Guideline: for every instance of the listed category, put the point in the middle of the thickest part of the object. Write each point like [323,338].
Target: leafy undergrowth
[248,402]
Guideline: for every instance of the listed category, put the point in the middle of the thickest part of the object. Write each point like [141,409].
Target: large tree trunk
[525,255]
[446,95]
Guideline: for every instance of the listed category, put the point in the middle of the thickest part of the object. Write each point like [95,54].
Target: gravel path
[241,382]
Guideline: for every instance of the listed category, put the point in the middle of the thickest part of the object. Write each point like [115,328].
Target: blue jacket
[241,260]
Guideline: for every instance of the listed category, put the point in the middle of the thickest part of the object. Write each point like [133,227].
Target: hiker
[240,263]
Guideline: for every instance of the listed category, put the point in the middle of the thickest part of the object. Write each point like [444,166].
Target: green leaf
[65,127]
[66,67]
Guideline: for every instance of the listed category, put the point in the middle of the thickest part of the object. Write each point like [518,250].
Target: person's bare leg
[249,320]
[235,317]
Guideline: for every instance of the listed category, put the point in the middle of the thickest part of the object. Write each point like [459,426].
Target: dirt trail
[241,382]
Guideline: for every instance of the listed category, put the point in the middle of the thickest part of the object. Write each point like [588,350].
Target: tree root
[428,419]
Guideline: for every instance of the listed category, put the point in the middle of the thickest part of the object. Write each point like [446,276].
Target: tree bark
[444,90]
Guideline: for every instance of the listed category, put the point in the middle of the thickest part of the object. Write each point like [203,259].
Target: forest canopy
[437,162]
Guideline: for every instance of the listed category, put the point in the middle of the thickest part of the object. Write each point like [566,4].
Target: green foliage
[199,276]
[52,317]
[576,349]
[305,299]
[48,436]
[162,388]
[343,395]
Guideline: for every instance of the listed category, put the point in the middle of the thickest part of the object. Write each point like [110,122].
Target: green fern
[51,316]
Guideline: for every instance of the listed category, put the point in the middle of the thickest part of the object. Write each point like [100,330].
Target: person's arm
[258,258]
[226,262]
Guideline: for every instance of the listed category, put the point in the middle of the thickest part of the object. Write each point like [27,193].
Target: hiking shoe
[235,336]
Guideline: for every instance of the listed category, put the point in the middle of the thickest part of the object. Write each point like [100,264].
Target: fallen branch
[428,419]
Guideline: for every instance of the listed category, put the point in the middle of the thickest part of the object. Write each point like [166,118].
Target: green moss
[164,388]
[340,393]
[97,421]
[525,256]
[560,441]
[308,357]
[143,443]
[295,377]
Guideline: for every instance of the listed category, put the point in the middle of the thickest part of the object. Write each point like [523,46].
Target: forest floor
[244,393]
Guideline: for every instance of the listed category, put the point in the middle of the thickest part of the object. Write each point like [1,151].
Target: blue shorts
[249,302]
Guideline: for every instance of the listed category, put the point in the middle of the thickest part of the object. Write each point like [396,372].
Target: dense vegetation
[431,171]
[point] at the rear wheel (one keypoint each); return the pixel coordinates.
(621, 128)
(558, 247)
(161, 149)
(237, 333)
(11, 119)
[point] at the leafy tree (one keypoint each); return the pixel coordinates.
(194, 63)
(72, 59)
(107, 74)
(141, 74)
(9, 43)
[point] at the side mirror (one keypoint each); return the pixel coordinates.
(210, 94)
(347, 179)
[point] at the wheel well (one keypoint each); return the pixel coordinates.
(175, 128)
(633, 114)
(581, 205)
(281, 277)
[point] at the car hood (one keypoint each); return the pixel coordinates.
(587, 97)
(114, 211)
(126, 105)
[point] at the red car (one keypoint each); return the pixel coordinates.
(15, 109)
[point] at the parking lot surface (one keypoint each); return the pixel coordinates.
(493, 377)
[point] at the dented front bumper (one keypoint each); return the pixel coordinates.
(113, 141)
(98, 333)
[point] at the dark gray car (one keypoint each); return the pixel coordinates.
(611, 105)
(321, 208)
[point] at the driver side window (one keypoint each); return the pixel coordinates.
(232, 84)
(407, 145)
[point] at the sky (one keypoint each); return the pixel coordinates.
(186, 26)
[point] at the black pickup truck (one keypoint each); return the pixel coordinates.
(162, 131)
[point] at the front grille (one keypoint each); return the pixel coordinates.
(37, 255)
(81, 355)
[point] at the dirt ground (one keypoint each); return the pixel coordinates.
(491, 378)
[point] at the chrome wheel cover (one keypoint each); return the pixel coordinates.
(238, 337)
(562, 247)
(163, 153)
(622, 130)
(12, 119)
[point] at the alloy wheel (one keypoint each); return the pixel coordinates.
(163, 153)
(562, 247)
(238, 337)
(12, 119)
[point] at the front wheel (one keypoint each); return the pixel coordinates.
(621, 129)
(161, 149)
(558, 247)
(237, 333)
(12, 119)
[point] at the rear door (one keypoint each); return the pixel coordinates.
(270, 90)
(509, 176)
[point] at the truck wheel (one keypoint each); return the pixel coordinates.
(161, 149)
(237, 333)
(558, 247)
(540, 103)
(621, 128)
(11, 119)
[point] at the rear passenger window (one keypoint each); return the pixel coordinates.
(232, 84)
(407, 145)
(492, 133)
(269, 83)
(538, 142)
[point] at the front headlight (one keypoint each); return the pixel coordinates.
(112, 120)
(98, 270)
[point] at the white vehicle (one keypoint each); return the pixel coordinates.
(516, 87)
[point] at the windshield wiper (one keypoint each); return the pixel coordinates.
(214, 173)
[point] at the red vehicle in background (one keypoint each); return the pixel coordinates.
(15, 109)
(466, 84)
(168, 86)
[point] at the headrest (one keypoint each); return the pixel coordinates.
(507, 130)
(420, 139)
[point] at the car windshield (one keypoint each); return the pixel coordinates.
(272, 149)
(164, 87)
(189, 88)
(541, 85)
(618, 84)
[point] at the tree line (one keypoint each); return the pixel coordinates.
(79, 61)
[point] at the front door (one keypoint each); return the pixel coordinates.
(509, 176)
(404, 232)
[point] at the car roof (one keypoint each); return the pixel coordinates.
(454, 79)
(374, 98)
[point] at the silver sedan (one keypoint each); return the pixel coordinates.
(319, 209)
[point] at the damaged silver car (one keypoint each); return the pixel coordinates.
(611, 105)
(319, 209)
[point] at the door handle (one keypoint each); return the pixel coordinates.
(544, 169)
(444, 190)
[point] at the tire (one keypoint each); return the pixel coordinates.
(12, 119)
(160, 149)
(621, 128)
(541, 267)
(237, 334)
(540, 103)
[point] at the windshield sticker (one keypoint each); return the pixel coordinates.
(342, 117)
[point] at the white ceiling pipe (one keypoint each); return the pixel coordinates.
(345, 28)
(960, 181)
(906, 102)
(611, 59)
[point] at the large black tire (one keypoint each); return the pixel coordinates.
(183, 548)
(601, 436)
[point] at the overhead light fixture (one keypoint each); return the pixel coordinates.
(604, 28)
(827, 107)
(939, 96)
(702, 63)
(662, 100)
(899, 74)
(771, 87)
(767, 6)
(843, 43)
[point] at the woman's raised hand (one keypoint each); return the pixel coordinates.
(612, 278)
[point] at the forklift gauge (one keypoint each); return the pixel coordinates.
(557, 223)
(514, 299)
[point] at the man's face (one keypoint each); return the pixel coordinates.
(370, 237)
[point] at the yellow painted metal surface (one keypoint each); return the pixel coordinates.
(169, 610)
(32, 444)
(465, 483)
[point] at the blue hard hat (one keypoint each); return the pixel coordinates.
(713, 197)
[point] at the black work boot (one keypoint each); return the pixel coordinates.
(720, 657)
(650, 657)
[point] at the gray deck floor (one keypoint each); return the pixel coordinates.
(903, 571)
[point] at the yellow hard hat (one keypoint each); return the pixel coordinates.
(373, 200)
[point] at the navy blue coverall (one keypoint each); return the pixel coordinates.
· · · ·
Assignment. The answer must be the full listing, restated word for word.

Finished exercise.
Guideline: for every instance of the listed category, put the point in the middle of the thickest part of the object. Write each point like [323,338].
Target: leafy undergrowth
[248,402]
Guideline: for every instance of the listed category, put the point in the middle of the thickest part of the object. Write each point like [141,409].
Target: large tree trunk
[525,255]
[446,95]
Guideline: for every instance of the listed category, put the point in the middle of the thickest part of the object. Write each point like [95,54].
Target: gravel path
[241,382]
Guideline: for every instance of the listed category, put the point in the middle of the thickest part of the object. Write each point like [115,328].
Target: blue jacket
[241,260]
Guideline: for every instance of the listed category, put the point in the middle of the thickest part of the object. Write each point like [133,227].
Target: hiker
[240,263]
Guideline: for every instance of the listed category, put the point in the middle of the thickest part of the object. Write each point like [444,166].
Target: green leaf
[65,127]
[66,67]
Guideline: for every instance of the listed category, put the point in the middle of the thickest part of the object. Write each point like [518,250].
Target: person's bare leg
[249,320]
[235,317]
Guideline: for every instance of the listed category, put the point in the middle of the thickest part of the object. Write each point like [459,426].
Target: dirt trail
[241,382]
Guideline: for every instance of the listed category, put the point in the middle of the thickest part of the object. Write each point like [588,350].
Target: tree root
[428,419]
Guideline: for every instance of the listed category, put the point in the middle of the thickest part of the object. Write each point like [446,276].
Target: tree bark
[444,90]
Guideline: for every instance of the listed category, put the point in the middle of the thickest part of the object. Write each point like [203,259].
Target: forest canopy
[437,162]
Guideline: for every instance of the listed category, put the point in the middle of the thickest part of the object. Write each point like [566,4].
Target: green foliage
[199,276]
[52,317]
[576,349]
[305,299]
[48,436]
[162,388]
[343,395]
Guideline: for every instance of the listed category, put the point in the middle of the thickest part of the object. Write each point like [110,122].
Target: green fern
[51,316]
Guideline: for every instance of the listed category, put the point in the middle of the thickest part of the object. Write each point like [100,330].
Target: person's arm
[258,258]
[226,262]
Guideline: for every instance of the listed category, put the point in the middle of the thickest part of the object. Write each point like [27,193].
Target: hiking shoe
[235,336]
Guideline: for every instance of the listed category, put the point in the middle of the thickest part of the object. Write each point like [100,264].
Target: fallen branch
[428,419]
Guideline: for every instance of the listed category, put the point in the middle of the thickest part of the object. Write each point like [166,118].
Target: green moss
[164,388]
[340,393]
[97,421]
[525,256]
[560,441]
[308,357]
[143,443]
[295,377]
Guideline: for every instance of the listed category, put the point in the middle of the thickest part of the object. Write each point like [523,46].
Target: forest floor
[244,393]
Guideline: for every instance of the listed category, put the point in the middle of the thickest part of the object. Write each point like [1,151].
Target: blue shorts
[249,302]
Guideline: for every instance of the listed category, put the point in the middle of the thickest part of the object. Write each point like [396,372].
Target: dense vegetation
[431,171]
[point] at the rear wheel (one keypoint each); return the pixel coordinates.
(621, 128)
(558, 247)
(161, 149)
(237, 333)
(11, 119)
[point] at the leafy tree (one keypoint each); return the pixel coordinates.
(194, 63)
(72, 59)
(107, 74)
(141, 74)
(9, 43)
[point] at the side mirror (one keypoint each); return the pixel coordinates.
(210, 94)
(347, 179)
[point] at the wheel well (one keypoint each); return the pixel coordinates.
(175, 128)
(633, 114)
(581, 205)
(281, 277)
[point] at the car hood (one keypoint each); return the pixel coordinates.
(587, 97)
(114, 211)
(126, 105)
[point] at the red car (one keypoint each); return the pixel coordinates.
(15, 109)
[point] at the parking lot surface (one keypoint each); return the pixel coordinates.
(493, 377)
[point] at the dented front bumper (one keypoint each); return the pixel coordinates.
(113, 141)
(98, 333)
[point] at the dark gray car (one keypoint each); return the pixel coordinates.
(611, 105)
(321, 208)
[point] at the driver side window (one keypoint each); return the pixel coordinates.
(232, 84)
(407, 145)
[point] at the sky (one keypoint each); return the pixel coordinates.
(186, 26)
[point] at the black pickup truck (one keypoint each); return the pixel coordinates.
(162, 131)
[point] at the front grille (one keypoint each); return the pixel coordinates.
(37, 255)
(81, 355)
[point] at the dirt ground (one keypoint each); return the pixel coordinates.
(491, 378)
[point] at the chrome wheel cover (one keypoint each); return the pixel coordinates.
(238, 337)
(562, 247)
(163, 153)
(622, 130)
(12, 119)
[point] at the alloy wheel (one keypoint each); return the pixel coordinates.
(163, 153)
(562, 247)
(238, 337)
(12, 119)
[point] at the front wheel (one keypoint each); return the pixel coordinates.
(621, 129)
(161, 149)
(558, 247)
(237, 333)
(12, 119)
[point] at the rear door (one keypoint each); return the pixel coordinates.
(270, 90)
(509, 176)
[point] at the truck wheel (one keypoint each); return the pixel coordinates.
(161, 149)
(237, 333)
(558, 247)
(540, 103)
(621, 128)
(11, 119)
[point] at the rear passenger window (one keypoint each); return the pixel coordinates.
(232, 84)
(407, 145)
(492, 133)
(269, 83)
(538, 142)
[point] at the front headlight (one keypoint each); return the pixel coordinates.
(112, 120)
(98, 270)
[point] at the white vehicle (one keypoint each); return the pixel coordinates.
(516, 87)
[point] at the windshield wiper (one keypoint each); return the pixel coordinates.
(214, 173)
[point] at the red vehicle in background (one keypoint each); return the pixel coordinates.
(15, 109)
(466, 84)
(168, 86)
[point] at the headrest (one keypoint each); return the pixel coordinates.
(507, 130)
(420, 139)
[point] at the car windshield (one keypoint each); return the pixel coordinates.
(272, 149)
(164, 87)
(189, 88)
(541, 85)
(618, 84)
[point] at the tree line (one keypoint each); return the pixel coordinates.
(79, 61)
[point] at the front door (one keypoint each); return the pixel coordinates.
(509, 176)
(404, 232)
[point] at the car roof (one keypoint each); return the pixel coordinates.
(454, 79)
(374, 98)
[point] at the silver sedan (one keypoint each); return the pixel coordinates.
(319, 209)
[point] at the damaged silver car (one keypoint each); return the pixel coordinates.
(611, 105)
(319, 209)
[point] at the door handle (one keypoint each); return the pixel coordinates.
(544, 169)
(444, 190)
[point] at the tire (one keypoint each); return the pixel coordinates.
(12, 119)
(160, 149)
(621, 128)
(541, 267)
(237, 334)
(540, 103)
[point] at the windshield sticker (one keypoint each); return the pixel coordinates.
(342, 117)
[point] at the white ceiling pipe (one keypoint each); return the pixel coordinates.
(345, 28)
(960, 181)
(906, 102)
(611, 59)
[point] at the large black tire (one keypoint each); return the pixel coordinates.
(183, 548)
(601, 436)
[point] at the overhead light fixture (one keypoint each); return the pixel coordinates.
(604, 28)
(827, 107)
(939, 96)
(702, 63)
(662, 100)
(899, 74)
(771, 87)
(767, 6)
(843, 43)
[point] at the woman's raised hand (one keypoint each); return the pixel coordinates.
(612, 278)
[point] at the forklift gauge (one keypoint each); return the pixel coordinates.
(557, 223)
(514, 299)
[point] at the man's face (one keypoint each); return the pixel coordinates.
(370, 237)
[point] at the yellow painted metal surface (one keypoint each); return the pixel coordinates.
(169, 610)
(32, 444)
(465, 483)
[point] at the blue hard hat (one keypoint each); return the pixel coordinates.
(713, 197)
[point] at the black work boot (one keypoint each); return the pixel coordinates.
(720, 657)
(650, 657)
[point] at the gray deck floor (one keypoint each); return the pixel coordinates.
(903, 571)
[point] at the yellow hard hat (one keypoint each); return the pixel coordinates.
(373, 200)
[point] at the navy blue coverall (one keypoint each); return the pixel coordinates.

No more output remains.